Click here to see a the official video of the Arctic Enema.
We previously decided that our team plan would be to hop in and out of the Arctic Enema and then start running to the next obstacle as soon as we each got out, and meet up at the next obstacle if we got separated. Mal heard that was the trick to not cramping up from having your muscles numbed from the icy water. We had to get moving to warm our bodies back up!
We ended up all sticking together anyway since there were two tubs and several entries into each of them. I was the first in and out of our group – I wanted to get out of there fast. The water felt like a thousand little pinpricks in your skin, and though it didn’t hurt, it kind of scared me because it was hard to move! Once I got out, I immediately stumbled along into a jog, but it felt so weird. It was almost as if my legs were asleep and weren’t listening to my brain.
The guys on the team didn’t like their wet t-shirts after emerging from the Arctic Enema and debated ditching them along the way. Only one of the guys ended up doing it – which I think he later regretted from his many rash burns he got throughout the course. It was pretty warm and sunny out at this point, so our shirts did quickly dry a bit.

▶ **Short problem 1**: In the listing below, rewrite the lines from the line with "Find the air" to the line with "[[[95,63],[95,51],[86,51],[82,56],[82,63],[83,65],[94,65]]]", both included, with the requests kept. Multiply every coordinate in the outlines by 1.35 and round to whole numbers, with halves rounded up.
▶ **Short problem 2**: Proceed with the Arctic Enema race account from the point where it stops.

(Mask labeling examples)
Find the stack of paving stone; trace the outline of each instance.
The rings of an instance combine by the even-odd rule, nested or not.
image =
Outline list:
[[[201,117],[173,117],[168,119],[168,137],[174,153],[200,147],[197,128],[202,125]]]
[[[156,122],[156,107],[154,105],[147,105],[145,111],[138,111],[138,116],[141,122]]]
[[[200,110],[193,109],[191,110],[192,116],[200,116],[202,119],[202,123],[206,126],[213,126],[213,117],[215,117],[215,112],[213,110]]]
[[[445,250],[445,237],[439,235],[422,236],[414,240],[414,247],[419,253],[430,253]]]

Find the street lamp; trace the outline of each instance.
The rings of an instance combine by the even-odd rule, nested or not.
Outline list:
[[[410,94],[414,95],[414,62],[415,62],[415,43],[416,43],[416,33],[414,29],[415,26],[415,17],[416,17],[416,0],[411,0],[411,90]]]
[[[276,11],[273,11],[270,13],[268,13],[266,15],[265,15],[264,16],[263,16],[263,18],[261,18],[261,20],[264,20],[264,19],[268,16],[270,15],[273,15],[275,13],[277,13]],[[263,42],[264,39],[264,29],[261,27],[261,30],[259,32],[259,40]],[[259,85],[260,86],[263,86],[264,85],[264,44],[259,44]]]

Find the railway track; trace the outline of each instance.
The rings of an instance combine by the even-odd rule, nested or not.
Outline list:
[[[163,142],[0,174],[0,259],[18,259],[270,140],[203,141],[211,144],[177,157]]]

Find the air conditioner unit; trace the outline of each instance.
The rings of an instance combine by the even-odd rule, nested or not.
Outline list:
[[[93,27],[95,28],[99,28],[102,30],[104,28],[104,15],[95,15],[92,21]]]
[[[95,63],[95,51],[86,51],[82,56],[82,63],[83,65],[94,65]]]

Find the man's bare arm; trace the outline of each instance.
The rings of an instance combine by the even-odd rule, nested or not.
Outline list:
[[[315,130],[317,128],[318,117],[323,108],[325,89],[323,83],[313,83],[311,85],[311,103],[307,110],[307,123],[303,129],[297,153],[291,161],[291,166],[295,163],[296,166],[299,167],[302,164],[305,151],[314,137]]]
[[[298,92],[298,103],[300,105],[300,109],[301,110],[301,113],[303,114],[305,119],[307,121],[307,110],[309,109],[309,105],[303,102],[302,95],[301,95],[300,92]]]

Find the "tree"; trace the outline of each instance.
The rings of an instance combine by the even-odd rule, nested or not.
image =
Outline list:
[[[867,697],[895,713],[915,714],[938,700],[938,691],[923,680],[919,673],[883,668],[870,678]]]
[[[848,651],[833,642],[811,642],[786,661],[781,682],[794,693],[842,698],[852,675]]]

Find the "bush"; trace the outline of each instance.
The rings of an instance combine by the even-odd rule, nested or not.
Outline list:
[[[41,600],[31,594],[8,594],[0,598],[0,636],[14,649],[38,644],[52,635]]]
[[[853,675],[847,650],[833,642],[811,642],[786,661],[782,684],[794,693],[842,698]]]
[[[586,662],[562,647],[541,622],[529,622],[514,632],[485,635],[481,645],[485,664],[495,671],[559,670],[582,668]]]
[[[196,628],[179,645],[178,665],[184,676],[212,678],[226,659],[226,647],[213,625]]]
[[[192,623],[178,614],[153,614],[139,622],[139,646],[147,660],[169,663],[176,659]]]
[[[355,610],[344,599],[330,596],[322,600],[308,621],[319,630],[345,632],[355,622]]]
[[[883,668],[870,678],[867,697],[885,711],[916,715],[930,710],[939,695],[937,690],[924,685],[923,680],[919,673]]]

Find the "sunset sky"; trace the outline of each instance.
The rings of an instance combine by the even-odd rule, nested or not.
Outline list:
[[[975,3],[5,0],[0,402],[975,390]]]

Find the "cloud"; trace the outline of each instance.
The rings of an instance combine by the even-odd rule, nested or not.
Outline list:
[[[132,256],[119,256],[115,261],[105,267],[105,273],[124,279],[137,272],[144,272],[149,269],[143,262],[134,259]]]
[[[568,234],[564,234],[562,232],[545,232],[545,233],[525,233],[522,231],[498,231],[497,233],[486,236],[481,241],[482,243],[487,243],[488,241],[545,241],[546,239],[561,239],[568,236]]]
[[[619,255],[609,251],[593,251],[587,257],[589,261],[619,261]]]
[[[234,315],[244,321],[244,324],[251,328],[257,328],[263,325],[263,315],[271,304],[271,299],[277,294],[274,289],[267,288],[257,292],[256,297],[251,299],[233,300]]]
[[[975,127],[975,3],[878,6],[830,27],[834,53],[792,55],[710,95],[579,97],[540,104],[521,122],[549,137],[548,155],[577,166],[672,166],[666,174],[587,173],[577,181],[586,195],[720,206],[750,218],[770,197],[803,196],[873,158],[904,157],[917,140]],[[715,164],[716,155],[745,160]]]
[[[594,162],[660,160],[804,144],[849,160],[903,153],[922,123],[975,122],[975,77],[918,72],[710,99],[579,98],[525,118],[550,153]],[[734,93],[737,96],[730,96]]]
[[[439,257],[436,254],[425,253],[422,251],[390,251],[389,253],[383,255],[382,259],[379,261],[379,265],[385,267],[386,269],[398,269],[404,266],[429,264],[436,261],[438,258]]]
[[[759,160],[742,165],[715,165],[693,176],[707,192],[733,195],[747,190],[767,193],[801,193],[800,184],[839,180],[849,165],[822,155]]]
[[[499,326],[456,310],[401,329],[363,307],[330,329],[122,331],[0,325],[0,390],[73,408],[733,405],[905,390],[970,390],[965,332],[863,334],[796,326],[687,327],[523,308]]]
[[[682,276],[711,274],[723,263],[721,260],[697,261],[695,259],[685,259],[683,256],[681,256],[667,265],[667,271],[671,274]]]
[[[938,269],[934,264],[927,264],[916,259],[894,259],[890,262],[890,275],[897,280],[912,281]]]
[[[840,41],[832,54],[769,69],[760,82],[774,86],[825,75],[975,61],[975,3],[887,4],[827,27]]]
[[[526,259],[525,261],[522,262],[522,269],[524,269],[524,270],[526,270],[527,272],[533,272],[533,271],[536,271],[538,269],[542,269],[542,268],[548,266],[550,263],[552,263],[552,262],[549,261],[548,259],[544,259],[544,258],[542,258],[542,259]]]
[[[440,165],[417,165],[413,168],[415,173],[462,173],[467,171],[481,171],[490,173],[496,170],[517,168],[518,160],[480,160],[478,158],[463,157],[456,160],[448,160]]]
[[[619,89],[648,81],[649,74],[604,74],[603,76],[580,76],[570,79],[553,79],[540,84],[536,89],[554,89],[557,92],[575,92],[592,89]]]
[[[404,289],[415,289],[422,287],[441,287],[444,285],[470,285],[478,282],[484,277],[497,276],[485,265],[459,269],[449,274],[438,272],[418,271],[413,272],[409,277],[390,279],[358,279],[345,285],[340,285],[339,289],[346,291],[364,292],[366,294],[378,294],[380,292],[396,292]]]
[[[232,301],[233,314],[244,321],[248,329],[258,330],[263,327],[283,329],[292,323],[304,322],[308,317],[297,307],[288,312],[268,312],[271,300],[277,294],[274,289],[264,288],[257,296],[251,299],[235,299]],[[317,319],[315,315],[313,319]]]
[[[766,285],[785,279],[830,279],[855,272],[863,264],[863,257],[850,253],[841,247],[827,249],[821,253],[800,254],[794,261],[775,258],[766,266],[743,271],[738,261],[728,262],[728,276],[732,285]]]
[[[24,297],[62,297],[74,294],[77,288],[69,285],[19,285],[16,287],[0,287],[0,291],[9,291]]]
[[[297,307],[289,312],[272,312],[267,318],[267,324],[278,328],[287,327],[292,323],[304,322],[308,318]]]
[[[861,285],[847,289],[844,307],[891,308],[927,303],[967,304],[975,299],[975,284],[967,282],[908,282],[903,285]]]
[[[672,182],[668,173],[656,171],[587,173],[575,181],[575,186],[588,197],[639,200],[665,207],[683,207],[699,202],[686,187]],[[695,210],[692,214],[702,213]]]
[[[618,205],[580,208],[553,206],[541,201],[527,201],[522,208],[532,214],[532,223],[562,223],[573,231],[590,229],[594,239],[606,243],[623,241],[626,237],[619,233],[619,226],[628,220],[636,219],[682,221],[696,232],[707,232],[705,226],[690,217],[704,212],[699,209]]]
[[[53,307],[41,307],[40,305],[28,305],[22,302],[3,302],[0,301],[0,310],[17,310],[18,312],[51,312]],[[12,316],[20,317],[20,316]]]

▶ **Exercise answer 1**:
Find the air conditioner unit; trace the outline of each instance.
The rings of an instance combine by the even-odd rule, nested or not.
Outline list:
[[[126,36],[128,38],[134,38],[138,41],[140,38],[140,20],[128,20],[124,28]]]
[[[128,85],[128,69],[116,69],[111,76],[111,85],[112,88],[127,88]]]

▶ **Exercise answer 2**:
After the Arctic Enema, we slammed into the next obstacle around the corner: Dirty Ballerina/Trench Warfare (not sure what it was actually called!)
This was one of my favorite obstacles! It was basically a small field of sturdy mud trenches with mud moats in between them that you had to jump across. But the muddy water was just long/wide enough that you really had to stretch your legs so you would make it over in one running leap. The first trench I tried to cross I fell into! But I made it the rest of the way by lengthening out my stride. I also liked it because it was the first obstacle where you needed your team in order to complete it.
You kind of had to jump into each others arms or risk sliding off each plateau. It was quite hilarious though – my teammate B-man face planted on one of the trenches and his face was literally covered in mud for the rest of the event.
We ran another mile or mile and a half before the next obstacle. I was already getting tired and we had only made it barely 2.5 miles!
Though I knew I could physically run 8 miles since I’d done it before, I didn’t realize just how difficult it would be to run the Tough Mudder, because I hadn’t factored in that you use a lot of energy on the obstacles. Not to mention running on the course itself was extremely difficult with it’s mud, hills, and fields that I wasn’t used to by training almost solely on the treadmill. If I could go back and redo my training, I would definitely ditch the treadmill and have done outdoor runs, with an emphasis on trail runs.
It didn’t help that a lot of the signs stated things like: “If you’re hurting now, just wait…” Thanks, for the encouragement guys.
The next obstacle was one of my least favorites: Kiss of Mud.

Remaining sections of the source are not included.